*WORK INSTRUCTION:* Each line in the entries that has the word "mountain" has to be copied.
++++
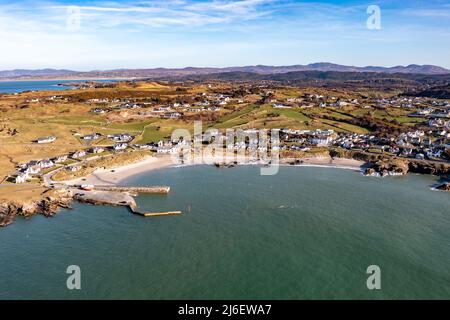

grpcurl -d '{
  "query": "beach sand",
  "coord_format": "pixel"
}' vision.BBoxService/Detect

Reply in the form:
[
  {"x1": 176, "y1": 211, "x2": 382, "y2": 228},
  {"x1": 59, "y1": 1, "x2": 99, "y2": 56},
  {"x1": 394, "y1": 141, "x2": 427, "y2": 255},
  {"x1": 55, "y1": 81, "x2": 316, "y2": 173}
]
[
  {"x1": 62, "y1": 153, "x2": 365, "y2": 186},
  {"x1": 63, "y1": 155, "x2": 175, "y2": 186},
  {"x1": 285, "y1": 156, "x2": 365, "y2": 170}
]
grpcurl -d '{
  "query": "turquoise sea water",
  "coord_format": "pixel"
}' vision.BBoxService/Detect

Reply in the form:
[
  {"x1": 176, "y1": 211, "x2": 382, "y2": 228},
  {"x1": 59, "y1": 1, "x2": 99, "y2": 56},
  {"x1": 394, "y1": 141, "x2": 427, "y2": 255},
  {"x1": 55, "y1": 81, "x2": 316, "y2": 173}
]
[
  {"x1": 0, "y1": 166, "x2": 449, "y2": 299},
  {"x1": 0, "y1": 80, "x2": 116, "y2": 94}
]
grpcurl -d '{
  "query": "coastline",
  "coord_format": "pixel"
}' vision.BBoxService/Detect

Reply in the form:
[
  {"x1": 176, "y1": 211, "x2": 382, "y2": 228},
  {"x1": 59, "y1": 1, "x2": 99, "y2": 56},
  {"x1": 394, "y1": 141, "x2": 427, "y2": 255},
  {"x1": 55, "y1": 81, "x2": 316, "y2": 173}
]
[
  {"x1": 0, "y1": 77, "x2": 135, "y2": 82},
  {"x1": 3, "y1": 154, "x2": 444, "y2": 228},
  {"x1": 63, "y1": 155, "x2": 175, "y2": 186},
  {"x1": 62, "y1": 155, "x2": 365, "y2": 186}
]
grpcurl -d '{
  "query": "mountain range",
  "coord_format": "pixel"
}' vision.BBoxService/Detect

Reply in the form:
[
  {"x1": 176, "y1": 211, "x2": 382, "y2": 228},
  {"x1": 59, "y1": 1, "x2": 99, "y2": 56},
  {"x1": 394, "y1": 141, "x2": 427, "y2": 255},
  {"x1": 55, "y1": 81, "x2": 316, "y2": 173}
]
[{"x1": 1, "y1": 63, "x2": 449, "y2": 80}]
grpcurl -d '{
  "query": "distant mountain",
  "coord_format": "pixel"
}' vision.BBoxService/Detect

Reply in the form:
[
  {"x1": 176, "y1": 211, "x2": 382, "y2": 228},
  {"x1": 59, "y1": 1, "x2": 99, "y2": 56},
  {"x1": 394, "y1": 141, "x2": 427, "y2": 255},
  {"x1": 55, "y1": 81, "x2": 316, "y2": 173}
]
[
  {"x1": 0, "y1": 63, "x2": 449, "y2": 80},
  {"x1": 177, "y1": 70, "x2": 450, "y2": 83},
  {"x1": 176, "y1": 70, "x2": 450, "y2": 92},
  {"x1": 0, "y1": 69, "x2": 77, "y2": 78},
  {"x1": 227, "y1": 63, "x2": 450, "y2": 75}
]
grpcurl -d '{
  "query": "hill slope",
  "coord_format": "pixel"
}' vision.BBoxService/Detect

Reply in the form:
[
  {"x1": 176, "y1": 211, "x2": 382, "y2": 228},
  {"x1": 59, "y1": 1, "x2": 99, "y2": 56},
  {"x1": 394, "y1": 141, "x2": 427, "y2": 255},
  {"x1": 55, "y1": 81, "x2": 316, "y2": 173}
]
[{"x1": 1, "y1": 63, "x2": 449, "y2": 80}]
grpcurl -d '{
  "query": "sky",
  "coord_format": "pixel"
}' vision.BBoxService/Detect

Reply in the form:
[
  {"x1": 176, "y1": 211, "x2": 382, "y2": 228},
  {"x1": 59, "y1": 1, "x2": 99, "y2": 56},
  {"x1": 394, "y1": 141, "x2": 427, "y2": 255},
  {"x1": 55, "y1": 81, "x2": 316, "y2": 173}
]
[{"x1": 0, "y1": 0, "x2": 449, "y2": 70}]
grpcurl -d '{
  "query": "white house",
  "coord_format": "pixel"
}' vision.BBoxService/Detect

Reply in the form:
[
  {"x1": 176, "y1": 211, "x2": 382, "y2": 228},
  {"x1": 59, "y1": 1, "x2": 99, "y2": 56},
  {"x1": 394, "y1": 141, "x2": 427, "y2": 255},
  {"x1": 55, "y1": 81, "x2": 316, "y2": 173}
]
[
  {"x1": 309, "y1": 135, "x2": 334, "y2": 147},
  {"x1": 90, "y1": 146, "x2": 105, "y2": 154},
  {"x1": 108, "y1": 133, "x2": 133, "y2": 143},
  {"x1": 37, "y1": 136, "x2": 56, "y2": 144},
  {"x1": 66, "y1": 165, "x2": 81, "y2": 172},
  {"x1": 273, "y1": 104, "x2": 292, "y2": 109},
  {"x1": 38, "y1": 159, "x2": 54, "y2": 169},
  {"x1": 160, "y1": 112, "x2": 181, "y2": 119},
  {"x1": 23, "y1": 166, "x2": 41, "y2": 175},
  {"x1": 113, "y1": 143, "x2": 128, "y2": 151},
  {"x1": 82, "y1": 133, "x2": 102, "y2": 141},
  {"x1": 53, "y1": 155, "x2": 68, "y2": 163},
  {"x1": 72, "y1": 151, "x2": 86, "y2": 159},
  {"x1": 14, "y1": 173, "x2": 28, "y2": 184},
  {"x1": 91, "y1": 108, "x2": 108, "y2": 114},
  {"x1": 157, "y1": 146, "x2": 179, "y2": 154}
]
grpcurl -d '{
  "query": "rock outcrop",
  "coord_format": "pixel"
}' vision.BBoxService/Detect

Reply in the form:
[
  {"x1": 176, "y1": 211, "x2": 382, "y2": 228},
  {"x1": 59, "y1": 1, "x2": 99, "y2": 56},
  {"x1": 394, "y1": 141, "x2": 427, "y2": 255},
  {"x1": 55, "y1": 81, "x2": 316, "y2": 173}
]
[
  {"x1": 365, "y1": 158, "x2": 409, "y2": 177},
  {"x1": 408, "y1": 161, "x2": 450, "y2": 175},
  {"x1": 331, "y1": 148, "x2": 450, "y2": 177},
  {"x1": 0, "y1": 189, "x2": 73, "y2": 227},
  {"x1": 436, "y1": 183, "x2": 450, "y2": 191}
]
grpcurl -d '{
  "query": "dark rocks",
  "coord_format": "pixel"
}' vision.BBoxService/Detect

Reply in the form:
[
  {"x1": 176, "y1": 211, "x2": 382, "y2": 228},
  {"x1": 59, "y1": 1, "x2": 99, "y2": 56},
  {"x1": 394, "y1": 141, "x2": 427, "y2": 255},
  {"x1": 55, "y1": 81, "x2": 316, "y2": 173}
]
[
  {"x1": 436, "y1": 183, "x2": 450, "y2": 191},
  {"x1": 408, "y1": 161, "x2": 450, "y2": 175},
  {"x1": 0, "y1": 203, "x2": 20, "y2": 227},
  {"x1": 0, "y1": 190, "x2": 73, "y2": 227},
  {"x1": 365, "y1": 158, "x2": 409, "y2": 176}
]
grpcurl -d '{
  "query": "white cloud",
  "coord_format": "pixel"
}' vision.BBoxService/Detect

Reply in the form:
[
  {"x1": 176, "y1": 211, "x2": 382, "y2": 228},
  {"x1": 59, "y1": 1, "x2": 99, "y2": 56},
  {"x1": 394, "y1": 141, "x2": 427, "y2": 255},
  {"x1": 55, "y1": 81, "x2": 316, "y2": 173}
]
[
  {"x1": 45, "y1": 0, "x2": 274, "y2": 28},
  {"x1": 0, "y1": 1, "x2": 449, "y2": 69},
  {"x1": 401, "y1": 9, "x2": 450, "y2": 18}
]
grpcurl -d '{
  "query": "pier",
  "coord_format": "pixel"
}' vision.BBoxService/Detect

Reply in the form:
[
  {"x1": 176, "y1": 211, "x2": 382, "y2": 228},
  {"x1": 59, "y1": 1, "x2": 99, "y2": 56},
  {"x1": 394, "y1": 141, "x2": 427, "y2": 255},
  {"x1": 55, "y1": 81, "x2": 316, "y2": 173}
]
[
  {"x1": 128, "y1": 204, "x2": 183, "y2": 217},
  {"x1": 91, "y1": 185, "x2": 171, "y2": 194},
  {"x1": 73, "y1": 190, "x2": 137, "y2": 207},
  {"x1": 71, "y1": 185, "x2": 182, "y2": 217}
]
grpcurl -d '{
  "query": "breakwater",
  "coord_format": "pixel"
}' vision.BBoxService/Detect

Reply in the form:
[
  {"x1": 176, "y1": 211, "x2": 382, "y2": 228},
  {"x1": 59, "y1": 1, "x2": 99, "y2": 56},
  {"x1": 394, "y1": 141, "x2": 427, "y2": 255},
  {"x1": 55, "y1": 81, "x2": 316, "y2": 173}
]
[
  {"x1": 73, "y1": 185, "x2": 181, "y2": 218},
  {"x1": 91, "y1": 186, "x2": 171, "y2": 194}
]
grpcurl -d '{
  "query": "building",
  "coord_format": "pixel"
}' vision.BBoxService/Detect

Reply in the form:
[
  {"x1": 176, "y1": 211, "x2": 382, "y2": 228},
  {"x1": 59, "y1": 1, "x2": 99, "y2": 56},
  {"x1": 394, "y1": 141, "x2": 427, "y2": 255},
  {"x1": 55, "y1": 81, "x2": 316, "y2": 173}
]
[
  {"x1": 309, "y1": 135, "x2": 334, "y2": 147},
  {"x1": 37, "y1": 136, "x2": 56, "y2": 144},
  {"x1": 23, "y1": 166, "x2": 41, "y2": 175},
  {"x1": 90, "y1": 146, "x2": 105, "y2": 154},
  {"x1": 160, "y1": 112, "x2": 181, "y2": 119},
  {"x1": 53, "y1": 155, "x2": 68, "y2": 163},
  {"x1": 38, "y1": 159, "x2": 54, "y2": 169},
  {"x1": 133, "y1": 144, "x2": 152, "y2": 150},
  {"x1": 157, "y1": 146, "x2": 179, "y2": 154},
  {"x1": 82, "y1": 133, "x2": 102, "y2": 141},
  {"x1": 91, "y1": 108, "x2": 107, "y2": 114},
  {"x1": 14, "y1": 173, "x2": 28, "y2": 184},
  {"x1": 108, "y1": 134, "x2": 133, "y2": 143},
  {"x1": 273, "y1": 104, "x2": 292, "y2": 109},
  {"x1": 113, "y1": 143, "x2": 128, "y2": 151},
  {"x1": 72, "y1": 151, "x2": 86, "y2": 159}
]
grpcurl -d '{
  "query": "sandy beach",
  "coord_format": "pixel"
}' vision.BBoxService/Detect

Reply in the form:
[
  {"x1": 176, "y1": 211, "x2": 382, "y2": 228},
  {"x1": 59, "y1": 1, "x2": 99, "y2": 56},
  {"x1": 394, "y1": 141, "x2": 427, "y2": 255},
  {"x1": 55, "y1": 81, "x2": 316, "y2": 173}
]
[
  {"x1": 282, "y1": 156, "x2": 365, "y2": 171},
  {"x1": 63, "y1": 155, "x2": 175, "y2": 186},
  {"x1": 62, "y1": 153, "x2": 365, "y2": 186}
]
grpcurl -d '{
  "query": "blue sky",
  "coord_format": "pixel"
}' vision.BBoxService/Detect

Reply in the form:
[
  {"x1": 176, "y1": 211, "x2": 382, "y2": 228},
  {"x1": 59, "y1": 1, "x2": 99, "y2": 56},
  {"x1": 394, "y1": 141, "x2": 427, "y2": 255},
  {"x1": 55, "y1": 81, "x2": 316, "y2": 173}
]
[{"x1": 0, "y1": 0, "x2": 449, "y2": 70}]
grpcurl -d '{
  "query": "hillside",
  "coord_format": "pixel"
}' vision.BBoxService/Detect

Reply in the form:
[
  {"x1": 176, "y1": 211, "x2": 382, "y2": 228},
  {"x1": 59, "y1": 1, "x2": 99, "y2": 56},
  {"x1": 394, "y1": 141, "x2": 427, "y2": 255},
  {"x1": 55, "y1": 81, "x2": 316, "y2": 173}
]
[
  {"x1": 405, "y1": 84, "x2": 450, "y2": 99},
  {"x1": 1, "y1": 63, "x2": 449, "y2": 80}
]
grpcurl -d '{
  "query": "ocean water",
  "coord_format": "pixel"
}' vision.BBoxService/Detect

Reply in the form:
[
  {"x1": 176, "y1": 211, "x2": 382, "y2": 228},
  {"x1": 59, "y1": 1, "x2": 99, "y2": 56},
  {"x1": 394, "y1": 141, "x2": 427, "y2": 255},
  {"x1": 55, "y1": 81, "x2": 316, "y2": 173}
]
[
  {"x1": 0, "y1": 79, "x2": 116, "y2": 94},
  {"x1": 0, "y1": 166, "x2": 449, "y2": 299}
]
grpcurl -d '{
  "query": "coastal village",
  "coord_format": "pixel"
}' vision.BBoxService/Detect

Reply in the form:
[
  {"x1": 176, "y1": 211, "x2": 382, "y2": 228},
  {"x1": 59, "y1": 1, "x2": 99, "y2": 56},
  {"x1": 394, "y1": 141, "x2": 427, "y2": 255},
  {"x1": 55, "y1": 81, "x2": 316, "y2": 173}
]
[
  {"x1": 6, "y1": 83, "x2": 450, "y2": 183},
  {"x1": 1, "y1": 80, "x2": 449, "y2": 226}
]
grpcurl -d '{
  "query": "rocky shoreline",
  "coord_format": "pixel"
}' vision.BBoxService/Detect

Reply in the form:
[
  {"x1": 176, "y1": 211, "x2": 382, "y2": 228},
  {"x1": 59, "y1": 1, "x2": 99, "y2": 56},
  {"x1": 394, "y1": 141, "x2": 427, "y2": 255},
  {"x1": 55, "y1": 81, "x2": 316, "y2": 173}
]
[
  {"x1": 436, "y1": 182, "x2": 450, "y2": 191},
  {"x1": 330, "y1": 148, "x2": 450, "y2": 177},
  {"x1": 0, "y1": 189, "x2": 73, "y2": 227},
  {"x1": 1, "y1": 152, "x2": 448, "y2": 227},
  {"x1": 0, "y1": 185, "x2": 173, "y2": 227},
  {"x1": 363, "y1": 158, "x2": 409, "y2": 177}
]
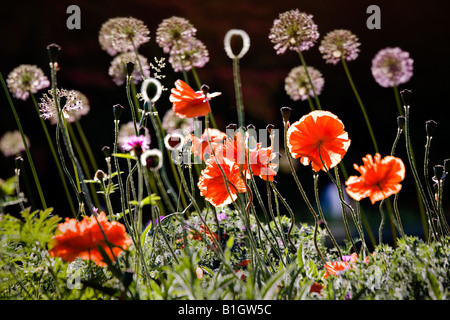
++++
*ANSWER TO THIS TASK:*
  "query": "mountain range",
  "query": "distant mountain",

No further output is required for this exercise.